┌──
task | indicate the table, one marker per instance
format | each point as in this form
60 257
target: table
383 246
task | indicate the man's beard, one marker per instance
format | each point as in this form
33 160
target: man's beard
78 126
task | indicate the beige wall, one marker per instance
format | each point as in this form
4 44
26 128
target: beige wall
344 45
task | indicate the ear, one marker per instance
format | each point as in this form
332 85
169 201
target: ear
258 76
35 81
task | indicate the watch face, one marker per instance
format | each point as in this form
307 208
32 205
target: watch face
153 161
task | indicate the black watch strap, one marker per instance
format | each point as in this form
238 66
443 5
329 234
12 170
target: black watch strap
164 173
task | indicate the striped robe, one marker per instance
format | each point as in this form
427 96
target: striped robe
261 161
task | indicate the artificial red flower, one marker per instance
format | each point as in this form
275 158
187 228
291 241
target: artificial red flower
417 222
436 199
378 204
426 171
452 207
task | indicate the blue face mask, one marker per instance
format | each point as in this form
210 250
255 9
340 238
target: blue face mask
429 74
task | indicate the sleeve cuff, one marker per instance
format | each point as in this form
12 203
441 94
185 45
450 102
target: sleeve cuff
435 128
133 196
└──
[Problem to solve] Using the records above, state how many lines contain "marker"; a single number is the whole answer.

[Solution to the exercise] 10